::: Selection
2. The method of claim 1, wherein each thread has a corresponding thread identifier, and step a) comprises loading a schedule of selected thread identifiers as respective entries in a thread scheduling register.
3. The method of claim 2, wherein step b) comprises:
b1) reading an index, wherein the index points to one of the entries of the thread scheduling register;
b2) reading the thread identifier in the entry indicated by the index read in step b1);
b3) executing at least one instruction for the thread corresponding to the identifier read in step b2);
b4) incrementing the index to point to a next entry in the thread scheduling register;
b5) reading the thread identifier in the entry indicated by the index read in step b4); and
b6) executing at least one instruction for the thread corresponding to the identifier read in step b5).
4. The method of claim 2, comprising communicating to the processor circuitry a selected length for the thread scheduling register.
5. The method of claim 2, wherein at least one of the threads in the schedule comprises a dynamic scheduling thread and executing the dynamic scheduling thread modifies an entry in the thread scheduling register, so that the thread schedule is modified dynamically.
6. The method of claim 5, comprising the step of polling I/O devices responsive solely to the dynamic scheduling thread rather than responsive to a timer.
7. The method of claim 1, wherein the switching is further responsive to encountering a stall for a thread.
8. The method of claim 1, wherein the processor circuitry switches to executing a special thread responsive to at least one of the following events: a system call, an interrupt, and a trap condition.
9. The method of claim 3, wherein for each fetching of the at least one instruction only a single instruction is fetched.
10. The method of claim 3, wherein for each fetching of the at least one instruction numerous instructions are fetched.
11. An information handling system having a processor and means for scheduling multiple instruction threads for the processor, the information handling system comprising:
an operating system; and
processor circuitry, wherein the operating system is operable to communicate to the processor circuitry a selected schedule of instruction threads for a set of instructions, and the processor circuitry is operable to switch from executing one of the threads with one of the contexts to executing another of the threads with another of the contexts, responsive to the schedule received from the operating system.
12. The information handling system of claim 11, wherein the processor circuitry has a thread scheduling register, each thread has a corresponding thread identifier, and the operating system is operable to load a schedule of selected thread identifiers as respective entries in the thread scheduling register.
13. The information handling system of claim 12, wherein the processor circuitry is operable to:
i) read an index, wherein the index points to one of the entries of the thread scheduling register;
ii) read, for the entry indicated by the index read in i), the thread identifier stored therein;
iii) execute at least one instruction for the thread corresponding to the identifier read in ii);
iv) increment the index to point to a next entry in the thread scheduling register;
v) read, for the entry indicated by the index read in iv), the thread identifier stored therein; and
vi) execute at least one instruction for the thread corresponding to the identifier read in v).
::::::
::: Provided data
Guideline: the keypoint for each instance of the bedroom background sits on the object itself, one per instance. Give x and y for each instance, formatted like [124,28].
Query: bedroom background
::::::
* Goal of the exercise *
Quote the patent claims above from "8. The method" up to and including "instructions are fetched.".

* Answer *
8. The method of claim 1, wherein the processor circuitry switches to executing a special thread responsive to at least one of the following events: a system call, an interrupt, and a trap condition.
9. The method of claim 3, wherein for each fetching of the at least one instruction only a single instruction is fetched.
10. The method of claim 3, wherein for each fetching of the at least one instruction numerous instructions are fetched.